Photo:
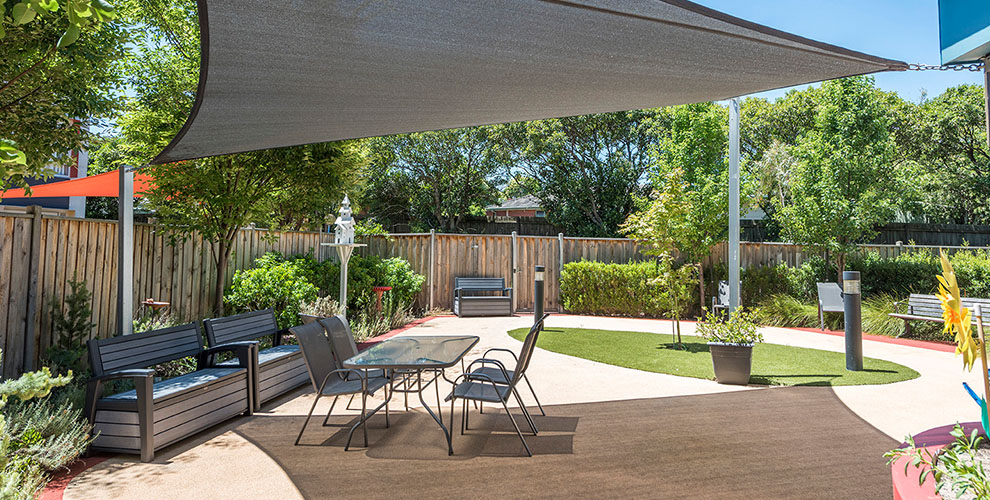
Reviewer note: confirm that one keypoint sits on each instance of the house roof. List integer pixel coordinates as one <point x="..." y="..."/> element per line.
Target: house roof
<point x="323" y="71"/>
<point x="528" y="202"/>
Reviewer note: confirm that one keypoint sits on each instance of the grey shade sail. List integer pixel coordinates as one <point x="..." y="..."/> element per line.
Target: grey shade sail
<point x="311" y="71"/>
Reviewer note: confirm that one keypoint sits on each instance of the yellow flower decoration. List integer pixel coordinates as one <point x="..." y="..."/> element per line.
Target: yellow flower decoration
<point x="957" y="318"/>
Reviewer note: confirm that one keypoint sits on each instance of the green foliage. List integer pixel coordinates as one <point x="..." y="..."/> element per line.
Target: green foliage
<point x="22" y="474"/>
<point x="588" y="169"/>
<point x="649" y="289"/>
<point x="739" y="328"/>
<point x="773" y="364"/>
<point x="58" y="79"/>
<point x="288" y="284"/>
<point x="434" y="177"/>
<point x="955" y="467"/>
<point x="71" y="326"/>
<point x="280" y="286"/>
<point x="840" y="186"/>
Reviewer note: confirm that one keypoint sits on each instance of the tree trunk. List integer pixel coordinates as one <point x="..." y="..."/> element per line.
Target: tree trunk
<point x="701" y="283"/>
<point x="223" y="257"/>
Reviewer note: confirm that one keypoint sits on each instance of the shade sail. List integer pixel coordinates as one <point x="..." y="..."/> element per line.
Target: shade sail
<point x="107" y="184"/>
<point x="317" y="70"/>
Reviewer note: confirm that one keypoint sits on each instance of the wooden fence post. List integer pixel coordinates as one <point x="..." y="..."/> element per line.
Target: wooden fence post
<point x="515" y="270"/>
<point x="35" y="257"/>
<point x="433" y="245"/>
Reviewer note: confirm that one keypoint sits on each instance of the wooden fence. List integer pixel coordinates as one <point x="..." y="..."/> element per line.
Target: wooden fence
<point x="40" y="254"/>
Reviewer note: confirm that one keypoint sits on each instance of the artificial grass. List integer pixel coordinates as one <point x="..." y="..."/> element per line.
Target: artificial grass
<point x="773" y="364"/>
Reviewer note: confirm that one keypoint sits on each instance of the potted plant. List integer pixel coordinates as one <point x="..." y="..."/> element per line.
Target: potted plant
<point x="731" y="343"/>
<point x="322" y="307"/>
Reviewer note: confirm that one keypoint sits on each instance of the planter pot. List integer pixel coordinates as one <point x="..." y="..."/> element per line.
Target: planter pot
<point x="732" y="362"/>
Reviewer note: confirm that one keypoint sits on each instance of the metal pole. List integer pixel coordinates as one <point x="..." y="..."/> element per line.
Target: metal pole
<point x="125" y="252"/>
<point x="538" y="281"/>
<point x="852" y="301"/>
<point x="734" y="204"/>
<point x="433" y="244"/>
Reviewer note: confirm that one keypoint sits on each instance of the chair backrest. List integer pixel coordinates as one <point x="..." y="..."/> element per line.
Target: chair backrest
<point x="143" y="350"/>
<point x="241" y="327"/>
<point x="341" y="340"/>
<point x="479" y="284"/>
<point x="529" y="345"/>
<point x="315" y="346"/>
<point x="723" y="293"/>
<point x="830" y="297"/>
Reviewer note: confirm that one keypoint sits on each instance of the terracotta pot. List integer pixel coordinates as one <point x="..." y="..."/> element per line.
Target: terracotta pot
<point x="732" y="362"/>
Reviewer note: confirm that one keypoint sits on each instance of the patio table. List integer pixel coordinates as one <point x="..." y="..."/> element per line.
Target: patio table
<point x="415" y="355"/>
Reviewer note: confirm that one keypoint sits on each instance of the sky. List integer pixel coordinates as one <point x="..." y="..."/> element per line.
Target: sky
<point x="905" y="30"/>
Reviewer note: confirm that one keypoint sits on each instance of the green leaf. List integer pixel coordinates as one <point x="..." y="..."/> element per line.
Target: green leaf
<point x="22" y="13"/>
<point x="70" y="36"/>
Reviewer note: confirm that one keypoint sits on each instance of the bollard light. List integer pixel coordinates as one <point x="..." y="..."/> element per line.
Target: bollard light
<point x="852" y="301"/>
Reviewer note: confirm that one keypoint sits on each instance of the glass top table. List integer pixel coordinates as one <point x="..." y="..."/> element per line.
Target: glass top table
<point x="414" y="353"/>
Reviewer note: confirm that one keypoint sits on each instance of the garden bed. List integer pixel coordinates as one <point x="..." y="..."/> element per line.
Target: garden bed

▬▬▬

TRY IT
Set the records down again word for word; the pictures stay out.

TASK OUTPUT
Photo:
Reviewer note: confirm that one keypoint sits on each instance of the house roof. List integer pixel coordinates as one <point x="..." y="..."/> element per line.
Target: house roof
<point x="323" y="71"/>
<point x="528" y="202"/>
Reviewer note: confirm that one keypoint sits on each instance of the grey shade sail. List integer pixel coordinates as one <point x="..." y="..."/> element per line.
Target: grey shade sail
<point x="311" y="71"/>
Reviewer note: confirm that one keypoint sits on each instance of the yellow flower decoration. List integer pixel coordinates as one <point x="..." y="..."/> element per line.
Target: yellow flower decoration
<point x="957" y="318"/>
Reviewer note: confirm that one keypoint sits on each instance of the green foliage. List integer pixel coordinates as one <point x="..." y="..."/> element per line.
Target: green foliage
<point x="22" y="474"/>
<point x="588" y="169"/>
<point x="649" y="289"/>
<point x="739" y="328"/>
<point x="773" y="364"/>
<point x="58" y="79"/>
<point x="288" y="284"/>
<point x="434" y="177"/>
<point x="955" y="467"/>
<point x="71" y="326"/>
<point x="280" y="286"/>
<point x="840" y="186"/>
Reviewer note: confirm that one keypoint sits on each instance of the tree trunk. List integer pixel coordinates as one <point x="..." y="..."/> element per line.
Target: tree trunk
<point x="701" y="283"/>
<point x="223" y="257"/>
Reviewer note: confirm that one keypoint sits on each instance of the shade sail. List integer pixel coordinates as one <point x="..." y="..."/> element per line.
Target: shade sail
<point x="107" y="184"/>
<point x="317" y="70"/>
Reviewer note: confirm that one keypoint sits on each instance of the wooden fence post. List integer pixel coordinates as one <point x="..." y="..."/> element per line.
Target: wooden fence post
<point x="515" y="270"/>
<point x="35" y="257"/>
<point x="433" y="245"/>
Reviewer note: confirm that one keypoint sits on each instance of the wooden fence. List integer pixel coordinates as one <point x="..." y="..."/> element per line.
Target: wooden fence
<point x="40" y="254"/>
Reviewer note: confirm that one keypoint sits on each instance of the artificial grass. List integer pixel coordinates as one <point x="..." y="..."/> element per line.
Target: artificial grass
<point x="773" y="364"/>
Reviewer note: confirm that one keypoint sits on each instance of the potted plant. List integer pixel coordinates as one <point x="..." y="..."/> element per line.
Target: potted plant
<point x="731" y="343"/>
<point x="322" y="307"/>
Reviewer note: confirm that one keypoint sits on each instance of the planter pot. List integer pixel coordinates as one <point x="..." y="..."/> element per line.
Target: planter pot
<point x="732" y="362"/>
Reviewer note: confirm that one keypoint sits on each instance of the metal pole. List integer pixel coordinates as one <point x="..." y="..."/> element per line.
Target: metal pole
<point x="125" y="252"/>
<point x="538" y="281"/>
<point x="852" y="301"/>
<point x="734" y="204"/>
<point x="433" y="244"/>
Reviewer note: confirm that one keypoint sits on each instance of the chair backrest. List integer pixel coordinates as one <point x="..." y="..."/> element per line.
Target: chair backrest
<point x="143" y="350"/>
<point x="241" y="327"/>
<point x="341" y="340"/>
<point x="479" y="284"/>
<point x="529" y="345"/>
<point x="315" y="346"/>
<point x="723" y="293"/>
<point x="830" y="297"/>
Reviewer note: confirm that one keypoint sits on each instance of the terracotta pot. List integer pixel coordinates as one <point x="..." y="..."/> element per line.
Target: terracotta pot
<point x="732" y="362"/>
Reviewer note: confirm that one keypoint sits on each instance of the patio table. List integer pixel coordinates as one <point x="..." y="..."/> element per line.
Target: patio table
<point x="415" y="355"/>
Reviewer note: confirm that one keypoint sits on each instance of the sky. List integer pixel coordinates as one <point x="..." y="..."/> element per line.
Target: sky
<point x="905" y="30"/>
Reviewer note: confirm that one keypoint sits on each instance of the green leaf. List integer pixel coordinates as one <point x="..." y="..."/> element per line.
Target: green leaf
<point x="22" y="13"/>
<point x="70" y="36"/>
Reviewer note: confirm that one keypoint sits on each instance of the bollard light. List integer pixel coordinates as one <point x="..." y="..."/> element per line.
Target: bollard light
<point x="852" y="301"/>
Reviewer note: confirm that one keypoint sits on each instance of the glass top table. List integer pixel coordinates as one <point x="..." y="..."/> element per line.
Target: glass top table
<point x="414" y="353"/>
Reviewer note: confirm that one keypoint sits on each instance of the garden bed. List integer pixel coordinates as one <point x="..." y="..."/> element per line.
Target: garden bed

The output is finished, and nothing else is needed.